(Bounding-box records)
+ + + + +
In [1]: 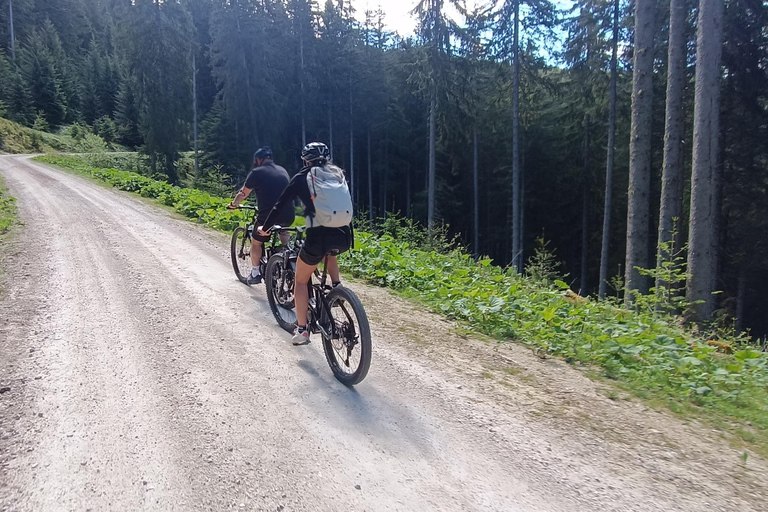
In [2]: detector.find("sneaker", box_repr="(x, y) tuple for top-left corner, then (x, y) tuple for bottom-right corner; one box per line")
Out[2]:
(293, 327), (310, 346)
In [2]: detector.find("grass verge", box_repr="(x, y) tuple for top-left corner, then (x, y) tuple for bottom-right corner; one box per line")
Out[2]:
(0, 117), (120, 154)
(38, 152), (768, 456)
(0, 176), (18, 238)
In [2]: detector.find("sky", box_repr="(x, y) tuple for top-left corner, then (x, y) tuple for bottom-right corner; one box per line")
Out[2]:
(353, 0), (464, 36)
(353, 0), (572, 36)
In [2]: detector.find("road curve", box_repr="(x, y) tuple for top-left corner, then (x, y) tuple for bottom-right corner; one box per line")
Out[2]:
(0, 156), (764, 512)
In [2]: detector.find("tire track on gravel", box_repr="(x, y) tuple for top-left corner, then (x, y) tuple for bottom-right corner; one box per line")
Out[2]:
(0, 157), (756, 512)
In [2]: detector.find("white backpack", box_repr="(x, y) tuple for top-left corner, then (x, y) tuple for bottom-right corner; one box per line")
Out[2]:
(306, 165), (352, 228)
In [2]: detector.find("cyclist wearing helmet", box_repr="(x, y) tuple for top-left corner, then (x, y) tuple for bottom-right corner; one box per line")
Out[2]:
(227, 147), (295, 284)
(258, 142), (352, 345)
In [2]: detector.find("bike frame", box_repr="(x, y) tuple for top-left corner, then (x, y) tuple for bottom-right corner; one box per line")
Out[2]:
(238, 205), (290, 272)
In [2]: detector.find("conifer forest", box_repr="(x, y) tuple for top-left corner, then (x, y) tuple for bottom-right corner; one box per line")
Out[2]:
(0, 0), (768, 337)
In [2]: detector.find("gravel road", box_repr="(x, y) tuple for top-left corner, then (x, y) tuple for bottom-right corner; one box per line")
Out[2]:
(0, 156), (768, 512)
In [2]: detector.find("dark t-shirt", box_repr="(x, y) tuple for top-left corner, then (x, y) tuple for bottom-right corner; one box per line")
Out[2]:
(245, 162), (295, 226)
(263, 167), (315, 227)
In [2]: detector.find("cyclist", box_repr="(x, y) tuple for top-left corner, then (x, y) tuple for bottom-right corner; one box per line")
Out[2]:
(227, 147), (295, 284)
(258, 142), (352, 345)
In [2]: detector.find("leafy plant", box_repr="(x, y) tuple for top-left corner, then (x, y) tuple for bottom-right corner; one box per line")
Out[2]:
(34, 156), (768, 454)
(525, 235), (560, 284)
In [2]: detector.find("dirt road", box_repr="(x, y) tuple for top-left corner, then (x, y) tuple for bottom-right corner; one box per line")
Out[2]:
(0, 156), (768, 512)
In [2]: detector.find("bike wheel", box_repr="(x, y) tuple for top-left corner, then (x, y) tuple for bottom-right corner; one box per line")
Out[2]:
(264, 253), (296, 333)
(231, 226), (253, 284)
(323, 286), (372, 386)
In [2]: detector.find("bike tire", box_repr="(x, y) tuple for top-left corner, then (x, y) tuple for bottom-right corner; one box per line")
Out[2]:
(230, 226), (251, 284)
(264, 252), (296, 333)
(323, 286), (373, 386)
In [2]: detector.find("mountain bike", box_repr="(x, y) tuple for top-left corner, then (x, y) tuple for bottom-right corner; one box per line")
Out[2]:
(264, 226), (372, 386)
(230, 205), (284, 284)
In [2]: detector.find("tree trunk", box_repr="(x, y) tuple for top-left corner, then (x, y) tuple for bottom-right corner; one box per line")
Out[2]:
(367, 127), (373, 224)
(192, 51), (200, 178)
(235, 16), (259, 144)
(686, 0), (723, 321)
(512, 0), (521, 270)
(517, 166), (525, 274)
(472, 126), (480, 259)
(427, 91), (436, 233)
(735, 266), (747, 334)
(598, 0), (619, 299)
(405, 166), (411, 219)
(580, 114), (589, 295)
(379, 128), (389, 219)
(8, 0), (15, 62)
(624, 0), (656, 305)
(298, 17), (307, 147)
(349, 85), (355, 205)
(328, 105), (333, 160)
(656, 0), (686, 288)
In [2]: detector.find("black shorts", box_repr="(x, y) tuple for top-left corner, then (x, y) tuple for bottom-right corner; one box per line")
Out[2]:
(299, 226), (352, 267)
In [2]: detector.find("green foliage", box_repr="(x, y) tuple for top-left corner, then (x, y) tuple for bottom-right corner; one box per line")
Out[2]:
(0, 181), (17, 236)
(93, 116), (117, 143)
(38, 156), (768, 450)
(0, 118), (74, 153)
(633, 230), (694, 316)
(525, 236), (560, 285)
(39, 155), (250, 231)
(32, 111), (51, 132)
(341, 233), (768, 436)
(64, 123), (91, 141)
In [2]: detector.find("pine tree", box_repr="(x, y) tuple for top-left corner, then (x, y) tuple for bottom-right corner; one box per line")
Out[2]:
(122, 0), (192, 182)
(598, 0), (620, 299)
(656, 0), (687, 288)
(686, 0), (723, 320)
(624, 0), (656, 304)
(19, 31), (66, 127)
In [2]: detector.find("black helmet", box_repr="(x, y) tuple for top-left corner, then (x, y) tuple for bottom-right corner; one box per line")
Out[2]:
(253, 146), (272, 160)
(301, 142), (331, 162)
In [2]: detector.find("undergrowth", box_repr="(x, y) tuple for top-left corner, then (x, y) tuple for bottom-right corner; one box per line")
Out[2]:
(0, 117), (120, 153)
(34, 156), (768, 455)
(0, 176), (17, 236)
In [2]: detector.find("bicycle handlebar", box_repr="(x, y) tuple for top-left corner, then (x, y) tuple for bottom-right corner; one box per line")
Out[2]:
(264, 224), (307, 233)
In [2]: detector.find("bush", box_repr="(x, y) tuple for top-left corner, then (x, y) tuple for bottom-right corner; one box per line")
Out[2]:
(93, 116), (117, 143)
(74, 133), (109, 153)
(33, 152), (768, 448)
(32, 112), (51, 132)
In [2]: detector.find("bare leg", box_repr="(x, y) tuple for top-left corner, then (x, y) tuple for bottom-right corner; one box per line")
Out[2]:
(251, 238), (264, 268)
(293, 258), (318, 327)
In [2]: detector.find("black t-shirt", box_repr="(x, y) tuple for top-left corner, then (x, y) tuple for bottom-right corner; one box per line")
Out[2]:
(245, 162), (295, 226)
(263, 167), (315, 228)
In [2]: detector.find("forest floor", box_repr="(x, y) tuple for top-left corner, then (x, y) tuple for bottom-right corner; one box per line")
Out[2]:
(0, 156), (768, 512)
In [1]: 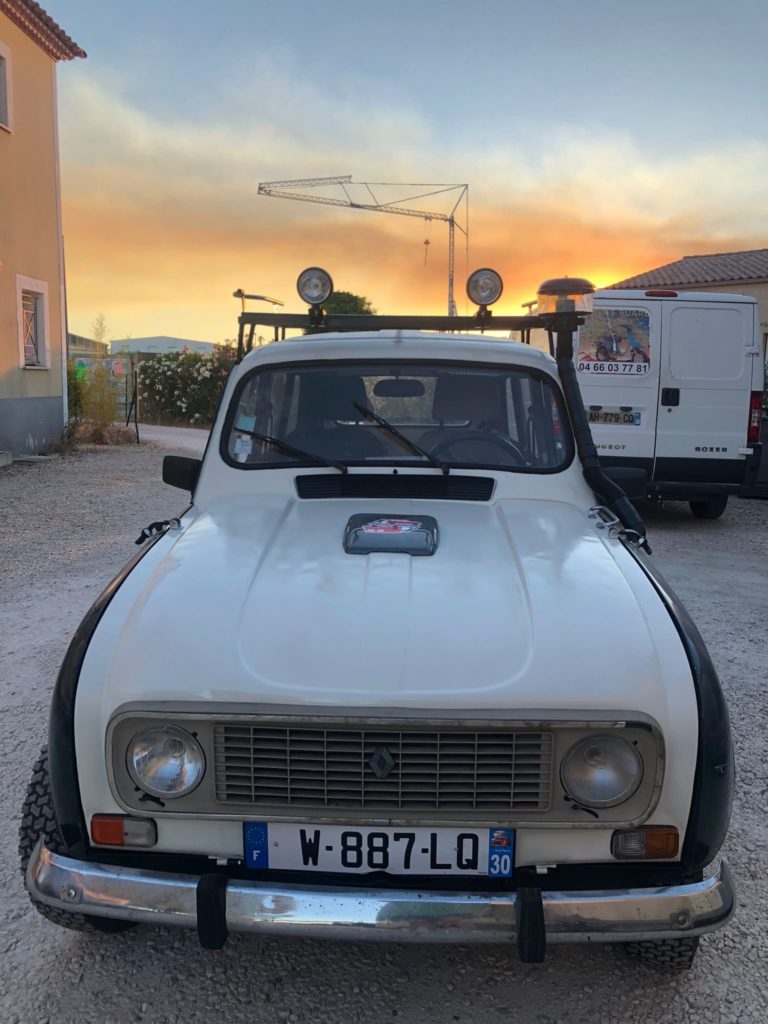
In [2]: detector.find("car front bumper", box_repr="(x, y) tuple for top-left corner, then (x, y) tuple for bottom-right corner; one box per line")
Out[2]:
(27, 841), (735, 958)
+ + + + +
Goal of the exercise →
Omit the pictures and reproduce the listing exactly.

Full answer →
In [1]: 
In [2]: detector.find("sneaker", box_repr="(x, y) tuple for top-left corner, then (x, y) tuple for bottom-right corner; one box per line")
Out[2]:
(293, 327), (310, 346)
In [2]: detector.find("grass verge", box_repr="(x, y) tuple for top-left corner, then (x, y) tuple for bottom-right corner; one box per line")
Out[2]:
(0, 117), (120, 154)
(38, 152), (768, 456)
(0, 176), (18, 238)
In [2]: detector.find("sky", box_repr="(x, y) tuple for top-left corner, then (x, y) tuple for bottom-right corner; one box per line")
Out[2]:
(353, 0), (464, 36)
(353, 0), (572, 36)
In [2]: detector.find("road curve", box_repr="(x, y) tuple for top-left corner, then (x, y) tuple for bottom-right corner; one box per line")
Out[2]:
(0, 156), (764, 512)
In [2]: detector.find("tire track on gravel", box_repr="(x, y) tuple for top-left corner, then (x, y) tuple for bottom-right corner; one box per line")
Out[2]:
(0, 157), (756, 512)
In [2]: detector.find("white backpack", box_repr="(x, y) tuple for top-left corner, then (x, y) tuple for bottom-right corner; one box per line")
Out[2]:
(306, 165), (352, 228)
In [2]: detector.find("cyclist wearing helmet", box_repr="(x, y) tuple for top-left corner, then (x, y) tuple for bottom-right corner; one box per line")
Out[2]:
(227, 147), (295, 284)
(258, 142), (352, 345)
In [2]: detector.find("bike frame", box_repr="(x, y) tuple for top-left corner, then (x, y) tuple for bottom-right corner; one box per line")
Out[2]:
(238, 205), (290, 272)
In [2]: detector.find("conifer forest", box_repr="(x, y) tuple for top-left corner, then (x, y) tuple for bottom-right corner; one box per line")
Out[2]:
(0, 0), (768, 337)
In [2]: detector.find("gravel road", box_repr="(x, y) tuple for top-left corner, then (x, y) tuple for bottom-right corner; one box per line")
Out[2]:
(0, 156), (768, 512)
In [2]: detector.find("dark t-shirt", box_repr="(x, y) tuple for top-left corner, then (x, y) tuple for bottom-right corner; one box per line")
Out[2]:
(245, 162), (295, 226)
(263, 167), (315, 227)
In [2]: detector.find("cyclist", box_repr="(x, y) tuple for top-left corner, then (x, y) tuple for bottom-right corner; one box per line")
Out[2]:
(227, 147), (295, 284)
(258, 142), (352, 345)
In [2]: detector.find("leafy plant", box_repr="(x, y) tuple for top-left corner, then (x, y) tuple for bottom-right corner; one box per line")
Out[2]:
(34, 156), (768, 454)
(525, 235), (560, 284)
In [2]: detector.find("dirt road", box_repr="(x, y) tuple for top-left corner, then (x, y) tuple for bottom-right corner; one box per line")
Out[2]:
(0, 156), (768, 512)
In [2]: detector.find("bike wheel", box_repr="(x, y) tuple for top-left corner, then (x, y) tuple for bottom-right corner; one box per line")
Out[2]:
(264, 253), (296, 333)
(231, 226), (253, 284)
(323, 286), (372, 386)
In [2]: detector.find("bike tire", box_repr="(x, y) tuple for top-left corner, then (x, y) tuple for bottom-right corner; one box per line")
Out[2]:
(230, 226), (251, 284)
(264, 252), (296, 333)
(323, 286), (373, 386)
In [2]: detector.find("mountain bike", box_repr="(x, y) tuple for top-left corner, then (x, y) tuple for bottom-right corner; one box per line")
Out[2]:
(264, 226), (372, 386)
(230, 205), (284, 284)
In [2]: detector.find("tree trunk", box_repr="(x, y) tuple for top-left corner, then (x, y) tuple for bottom-right corner; one box per line")
Out[2]:
(367, 127), (373, 224)
(192, 51), (200, 178)
(235, 16), (259, 144)
(686, 0), (723, 321)
(512, 0), (521, 270)
(517, 166), (525, 274)
(472, 126), (480, 259)
(427, 91), (436, 233)
(735, 266), (747, 334)
(598, 0), (619, 299)
(405, 166), (411, 219)
(580, 114), (589, 295)
(379, 128), (389, 219)
(8, 0), (15, 62)
(624, 0), (656, 305)
(298, 17), (307, 147)
(349, 85), (355, 205)
(328, 105), (333, 160)
(656, 0), (686, 288)
In [2]: detector.find("black shorts", box_repr="(x, y) tuple for top-left corner, then (x, y) tuple for bottom-right corner; one box per line")
Out[2]:
(299, 226), (352, 267)
In [2]: detector.find("green foliage", box_repr="(x, y) tuple for top-left corner, then (x, y) tuple for bottom-right corner; one box per line")
Out[2]:
(0, 181), (17, 236)
(93, 116), (117, 143)
(38, 156), (768, 450)
(0, 118), (74, 153)
(633, 230), (694, 316)
(525, 236), (560, 285)
(39, 155), (250, 231)
(32, 111), (51, 132)
(341, 233), (768, 436)
(64, 123), (91, 141)
In [2]: detector.find("pine tree", box_repr="(x, y) tuple for top-left corner, then (x, y) tuple for bottom-right corner; one box per line")
Out[2]:
(122, 0), (192, 182)
(598, 0), (620, 299)
(656, 0), (687, 288)
(686, 0), (723, 320)
(624, 0), (656, 304)
(19, 31), (66, 127)
In [2]: detector.find("black helmet", box_repr="(x, y) tuple for top-left corner, then (x, y) tuple for bottom-right corner; one box per line")
Out[2]:
(253, 146), (272, 160)
(301, 142), (331, 162)
In [2]: detector.find("undergrowth", box_repr="(x, y) tuple for top-left corner, then (x, y) tuple for bottom-right corner; one box per line")
Out[2]:
(0, 117), (120, 153)
(34, 156), (768, 455)
(0, 176), (17, 236)
In [2]: detector.find("bicycle handlebar", box_repr="(x, y) tuple for top-left corner, then (x, y) tuple for bottom-right corner; one box per line")
Out[2]:
(264, 224), (307, 233)
In [2]: detector.find("bush", box_repr="(x, y) tuple for top-left corner, then (x, y) tuple for bottom-right corner; one box per line")
Out[2]:
(93, 116), (117, 143)
(74, 133), (109, 153)
(33, 152), (768, 448)
(32, 112), (51, 132)
In [2]: detector.find("bare leg", box_repr="(x, y) tuple for top-left corner, then (x, y) tuple for bottom-right corner; one box per line")
Out[2]:
(251, 238), (264, 268)
(293, 258), (318, 327)
In [2]: detector.find("black t-shirt", box_repr="(x, y) tuple for top-left corner, then (x, y) tuple for bottom-right corner; one box per line")
Out[2]:
(245, 162), (295, 226)
(263, 167), (315, 228)
In [2]: detector.find("forest floor", box_repr="(x, y) tuple for top-left corner, then (x, y) tuple for bottom-right corner; one box per line")
Out[2]:
(0, 156), (768, 512)
In [1]: 
In [2]: detector.find("car front bumper", box_repr="(x, y) tuple for top-left corner, then (x, y) tuple for bottom-right corner; one box per line")
Out[2]:
(27, 841), (735, 958)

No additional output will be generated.